[Selected passage]
%%
Like private nuisance, public nuisance can be the result of negligence or intentional activity. Courts will also scrutinize factors like the kind of neighborhood, the nature of the harm and the proximity to those who are injured. However, a major difference from private nuisance concerns who may sue to recover damages. Since the impact of the nuisance is felt by the public, the law limits the right to sue to:

1.    Public authorities who are responsible for protecting the rights of the public. These include state and federal agencies such as parks departments or environmental protection agencies; and

2.    Those individuals who suffer a particularized harm from the nuisance. This means a harm different in kind than that suffered by the public at large.[2]

For example, in the 1970s, an oil tanker ran aground on the coast of Maine, releasing 100,000 gallons of oil into the water. The result was an environmental disaster, devastating local marine life and severely impacting a town’s tourism industry. Local fishermen sued for loss of livelihood and hotel and restaurant owners sued for loss of business from visitors to the area. The court ruled that the spill constituted a public nuisance because it deprived the local community of the full use of the public coastline. The court determined, however, that only the fishermen and those earning their living directly from the ocean could successfully sue under a public nuisance theory. Unlike the hotel and business owners, who were impacted indirectly in the same manner as the public at large, the fishermen suffered a distinct harm, different in kind than the harm suffered by everyone else.[3]

Plaintiffs in public nuisance lawsuits, including state departments and agencies, may seek damages and/or injunctions. Public agencies are also sometimes empowered to refer cases of illegal public nuisance for criminal prosecution.
%%
[Extracted entries]
%%
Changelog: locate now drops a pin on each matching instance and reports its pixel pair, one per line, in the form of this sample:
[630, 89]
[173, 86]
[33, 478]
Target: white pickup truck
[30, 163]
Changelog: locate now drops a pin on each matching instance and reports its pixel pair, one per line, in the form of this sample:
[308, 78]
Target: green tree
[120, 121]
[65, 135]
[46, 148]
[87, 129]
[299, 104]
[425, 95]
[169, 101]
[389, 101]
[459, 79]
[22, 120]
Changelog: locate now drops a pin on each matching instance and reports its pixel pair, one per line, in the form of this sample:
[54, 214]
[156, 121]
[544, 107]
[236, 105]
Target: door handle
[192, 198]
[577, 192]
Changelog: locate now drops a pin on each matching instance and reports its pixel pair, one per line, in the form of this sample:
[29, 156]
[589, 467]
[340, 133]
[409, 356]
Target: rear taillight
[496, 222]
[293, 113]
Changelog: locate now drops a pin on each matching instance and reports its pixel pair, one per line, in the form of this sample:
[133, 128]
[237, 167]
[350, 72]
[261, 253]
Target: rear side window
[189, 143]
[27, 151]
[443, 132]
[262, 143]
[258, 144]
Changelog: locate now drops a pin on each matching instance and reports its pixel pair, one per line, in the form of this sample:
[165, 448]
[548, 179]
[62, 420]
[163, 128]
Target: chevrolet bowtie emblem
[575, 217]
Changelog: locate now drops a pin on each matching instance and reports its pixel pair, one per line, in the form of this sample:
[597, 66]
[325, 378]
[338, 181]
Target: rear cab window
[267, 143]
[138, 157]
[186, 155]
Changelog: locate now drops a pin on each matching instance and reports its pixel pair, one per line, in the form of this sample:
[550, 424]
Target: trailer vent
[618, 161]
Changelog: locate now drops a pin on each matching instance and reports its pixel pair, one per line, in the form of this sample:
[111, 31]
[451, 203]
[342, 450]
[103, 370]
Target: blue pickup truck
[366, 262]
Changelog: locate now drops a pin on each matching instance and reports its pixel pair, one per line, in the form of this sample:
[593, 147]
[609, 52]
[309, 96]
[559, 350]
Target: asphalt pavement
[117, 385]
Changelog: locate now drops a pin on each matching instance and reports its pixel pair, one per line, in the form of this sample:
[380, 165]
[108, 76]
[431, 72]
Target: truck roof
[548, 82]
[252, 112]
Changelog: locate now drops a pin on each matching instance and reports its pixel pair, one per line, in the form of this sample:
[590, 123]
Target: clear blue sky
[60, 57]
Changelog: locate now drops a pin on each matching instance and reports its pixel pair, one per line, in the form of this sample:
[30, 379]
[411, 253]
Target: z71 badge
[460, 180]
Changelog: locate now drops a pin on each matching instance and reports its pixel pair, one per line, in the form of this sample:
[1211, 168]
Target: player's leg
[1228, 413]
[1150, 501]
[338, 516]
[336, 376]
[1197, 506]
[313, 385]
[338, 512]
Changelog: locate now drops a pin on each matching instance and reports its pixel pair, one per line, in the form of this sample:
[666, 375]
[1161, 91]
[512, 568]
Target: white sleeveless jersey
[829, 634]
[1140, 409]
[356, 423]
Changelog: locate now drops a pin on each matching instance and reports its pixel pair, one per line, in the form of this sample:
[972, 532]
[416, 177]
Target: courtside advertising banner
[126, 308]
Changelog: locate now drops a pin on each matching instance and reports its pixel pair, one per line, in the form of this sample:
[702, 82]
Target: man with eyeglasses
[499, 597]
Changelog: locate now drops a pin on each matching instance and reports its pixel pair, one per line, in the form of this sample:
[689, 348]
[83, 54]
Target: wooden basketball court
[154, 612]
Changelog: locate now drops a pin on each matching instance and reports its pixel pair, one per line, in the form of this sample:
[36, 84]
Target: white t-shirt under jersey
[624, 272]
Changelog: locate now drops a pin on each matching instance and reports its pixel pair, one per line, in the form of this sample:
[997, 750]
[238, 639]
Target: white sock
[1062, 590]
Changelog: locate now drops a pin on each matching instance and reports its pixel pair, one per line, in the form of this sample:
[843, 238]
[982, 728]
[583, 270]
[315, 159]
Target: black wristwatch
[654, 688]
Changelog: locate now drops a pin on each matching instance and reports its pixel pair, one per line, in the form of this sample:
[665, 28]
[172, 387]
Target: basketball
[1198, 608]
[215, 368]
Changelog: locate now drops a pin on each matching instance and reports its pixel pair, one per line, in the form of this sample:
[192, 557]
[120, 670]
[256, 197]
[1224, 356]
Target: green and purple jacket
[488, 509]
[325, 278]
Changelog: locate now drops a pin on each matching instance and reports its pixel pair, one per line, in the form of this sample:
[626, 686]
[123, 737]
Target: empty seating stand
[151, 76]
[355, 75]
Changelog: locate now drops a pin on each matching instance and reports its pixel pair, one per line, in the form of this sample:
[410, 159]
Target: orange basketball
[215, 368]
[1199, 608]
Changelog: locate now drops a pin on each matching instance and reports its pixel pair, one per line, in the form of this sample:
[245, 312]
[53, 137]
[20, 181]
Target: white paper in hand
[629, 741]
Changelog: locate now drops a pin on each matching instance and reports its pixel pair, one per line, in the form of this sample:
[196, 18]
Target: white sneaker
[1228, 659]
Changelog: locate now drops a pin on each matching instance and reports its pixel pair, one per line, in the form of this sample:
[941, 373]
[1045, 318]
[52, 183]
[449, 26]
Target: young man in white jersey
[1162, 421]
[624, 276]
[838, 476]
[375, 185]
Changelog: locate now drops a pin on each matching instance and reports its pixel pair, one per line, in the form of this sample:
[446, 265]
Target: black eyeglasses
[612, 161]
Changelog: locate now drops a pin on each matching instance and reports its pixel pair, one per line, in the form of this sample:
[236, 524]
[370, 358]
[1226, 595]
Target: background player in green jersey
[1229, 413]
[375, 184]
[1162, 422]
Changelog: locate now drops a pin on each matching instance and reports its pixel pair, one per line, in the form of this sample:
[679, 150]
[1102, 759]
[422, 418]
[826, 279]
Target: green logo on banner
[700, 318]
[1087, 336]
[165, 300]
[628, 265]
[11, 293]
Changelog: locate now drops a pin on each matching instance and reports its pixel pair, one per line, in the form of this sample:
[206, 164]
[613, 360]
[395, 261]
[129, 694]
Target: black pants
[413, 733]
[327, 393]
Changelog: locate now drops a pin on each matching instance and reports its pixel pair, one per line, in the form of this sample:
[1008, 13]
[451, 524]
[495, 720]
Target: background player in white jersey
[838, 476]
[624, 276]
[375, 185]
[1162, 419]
%%
[Set tasks]
1) In the public nuisance text, rewrite the section between "Plaintiffs in public" and "for criminal prosecution.", inclusive, changing "injunctions" to "restraining orders".
2) Carry the public nuisance text further, picking up after its final sentence.

[The results]
1)
Plaintiffs in public nuisance lawsuits, including state departments and agencies, may seek damages and/or restraining orders. Public agencies are also sometimes empowered to refer cases of illegal public nuisance for criminal prosecution.

2)
Nuisance Defenses

There are several defenses available to those accused of creating a nuisance. One important defense is called coming to the nuisance’. It applies when the harmful activity was operating before the plaintiffs acquired the property impacted by the nuisance. If the owners were aware of the nuisance-creating activity at the time they purchased the property, the defendant may invoke the defense of ‘coming to the nuisance’. This defense effectively argues that the plaintiffs knew what they were getting themselves into and assumed the risk of harm. While in the past, ‘coming to the nuisance’ was considered an absolute defense, today it is a factor that the courts will consider in determining whether the plaintiffs may recover for nuisance.[4] An example of this manifested in Foster v. Preston Mill Co.,[5] wherein blasting from a nearby timber farm caused minks to panic and attack each other. As the farm existed before the ranch housing the minks, there was no liability for nuisance.

A similar defense is assumption of the risk. Assumption of the risk can be claimed when the defendant proves that the plaintiff knew of the defendant’s use of the property and decided to operate or live near the nuisance anyway.

Nuisance Remedies

The plaintiff in a nuisance case can recover damages for harms suffered. The creator of the nuisance will be liable for compensatory damages, covering the value lost due to the nuisance and any reduction in property value. In addition, if the nuisance is an ongoing activity, the court may issue an injunction ordering the harmful activity to cease.

Just as courts may consider social utility when determining liability, courts may consider social utility when determining the appropriate remedy. Even if the activity in question has been ruled to be a nuisance, the courts may permit it to continue if the utility of the activity outweighs the harm to the plaintiff. In such cases, a court will not issue an injunction, but will instead order the creator of the nuisance to make ongoing payments to the plaintiff.[6] Effectively, the law forces the plaintiff to bear the consequences of a socially useful enterprises, but requires that the plaintiff be compensated for the harms.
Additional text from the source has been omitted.